**WHAT TO WORK ON:** In the article below, identify every proportion of GPs that it reports, and state what each share believes or says.

**GIVEN TEXT:**
A third of GPs believe that their practice will stop providing services to patients by 2020, according to new research.

A survey of GPs, carried out by think-tank Ockham Healthcare, further found that 90% believe the introduction of seven-day routine access to general practice will only worsen the current crisis.

In a new paper, the think-tank said that an ‘urgent response’ was needed the situation and called on the Government to abandon its seven-day access plans and begin to listen to GPs.

Like Pulse’s long-running Stop Practice Closures campaign, it also called for additional funding to be released to GP practices.

Survey respondent Dr Tom Evans, a GP in Northamptonshire, said: ’There are simply not enough GPs for us to take this on right now. Increasing workload and the inability to recruit colleagues meant that I almost had to close the surgery. I am not alone.’

Ockham Healthcare director and former NHS chief executive Ben Gowland said many GPs feel ‘unable to carry on’ under current pressures.

He said: ’More than 70% of GPs say they are extremely concerned about the problems their practice is currently facing.

’Urgent action is needed to reverse the spiral of decline that general practice is in or we may be the generation that witnesses the end of general practice as we know it today.’

The findings comes amid revelations that tens of thousands of patients have already lost their GP practice to date in 2016, with new reports of closures almost daily.

Last month, LMCs voted for the GPC to look into staging mass resignations by GPs unless the Government comes up with a credible rescue deal within six months.

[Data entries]
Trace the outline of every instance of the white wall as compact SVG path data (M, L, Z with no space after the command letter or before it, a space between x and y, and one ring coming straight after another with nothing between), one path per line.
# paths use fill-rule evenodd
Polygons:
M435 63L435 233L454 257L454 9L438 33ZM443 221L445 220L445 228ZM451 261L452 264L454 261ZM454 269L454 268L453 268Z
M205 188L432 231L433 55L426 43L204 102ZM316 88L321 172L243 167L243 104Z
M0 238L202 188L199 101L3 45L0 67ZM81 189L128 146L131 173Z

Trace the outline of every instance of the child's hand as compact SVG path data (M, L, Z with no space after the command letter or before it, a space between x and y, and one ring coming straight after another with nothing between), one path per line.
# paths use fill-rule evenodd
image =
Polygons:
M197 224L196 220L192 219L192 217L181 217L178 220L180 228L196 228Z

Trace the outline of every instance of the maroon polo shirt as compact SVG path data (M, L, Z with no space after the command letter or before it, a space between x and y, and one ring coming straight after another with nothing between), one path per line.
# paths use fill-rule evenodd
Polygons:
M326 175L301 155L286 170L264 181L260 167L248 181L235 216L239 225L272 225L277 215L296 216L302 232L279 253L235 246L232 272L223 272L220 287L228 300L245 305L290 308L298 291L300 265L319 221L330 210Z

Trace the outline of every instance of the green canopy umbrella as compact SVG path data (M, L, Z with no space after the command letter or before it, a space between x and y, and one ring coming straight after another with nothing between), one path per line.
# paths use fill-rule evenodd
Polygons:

---

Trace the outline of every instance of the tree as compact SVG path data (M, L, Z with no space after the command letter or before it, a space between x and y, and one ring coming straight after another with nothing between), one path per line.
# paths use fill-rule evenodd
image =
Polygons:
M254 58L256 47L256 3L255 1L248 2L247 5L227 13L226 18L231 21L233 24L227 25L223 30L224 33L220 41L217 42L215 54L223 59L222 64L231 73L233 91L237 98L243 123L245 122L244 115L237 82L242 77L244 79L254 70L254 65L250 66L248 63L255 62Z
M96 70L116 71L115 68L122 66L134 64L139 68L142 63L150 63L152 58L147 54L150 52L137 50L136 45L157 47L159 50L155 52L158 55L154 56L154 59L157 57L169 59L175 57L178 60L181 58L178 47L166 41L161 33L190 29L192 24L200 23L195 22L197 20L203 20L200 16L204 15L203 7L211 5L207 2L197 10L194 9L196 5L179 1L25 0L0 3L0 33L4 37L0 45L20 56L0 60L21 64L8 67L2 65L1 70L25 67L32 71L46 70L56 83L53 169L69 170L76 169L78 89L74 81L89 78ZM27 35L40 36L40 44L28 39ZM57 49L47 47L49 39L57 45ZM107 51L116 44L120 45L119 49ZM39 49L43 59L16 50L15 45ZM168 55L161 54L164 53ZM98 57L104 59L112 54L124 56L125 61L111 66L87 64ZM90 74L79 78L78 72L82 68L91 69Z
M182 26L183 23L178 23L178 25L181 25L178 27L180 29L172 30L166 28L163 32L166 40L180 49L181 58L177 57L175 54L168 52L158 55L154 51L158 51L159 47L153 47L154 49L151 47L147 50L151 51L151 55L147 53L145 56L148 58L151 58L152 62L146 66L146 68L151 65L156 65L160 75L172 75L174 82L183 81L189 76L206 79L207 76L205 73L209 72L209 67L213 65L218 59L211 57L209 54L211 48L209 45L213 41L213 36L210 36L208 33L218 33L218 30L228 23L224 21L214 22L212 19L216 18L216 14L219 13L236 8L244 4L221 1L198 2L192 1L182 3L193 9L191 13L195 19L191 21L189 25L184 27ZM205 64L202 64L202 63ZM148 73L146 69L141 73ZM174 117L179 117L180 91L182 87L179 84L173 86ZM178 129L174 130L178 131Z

**RESPONSE:**
- A third: believe that their practice will stop providing services to patients by 2020.
- 90%: believe the introduction of seven-day routine access to general practice will only worsen the current crisis.
- More than 70%: say they are extremely concerned about the problems their practice is currently facing.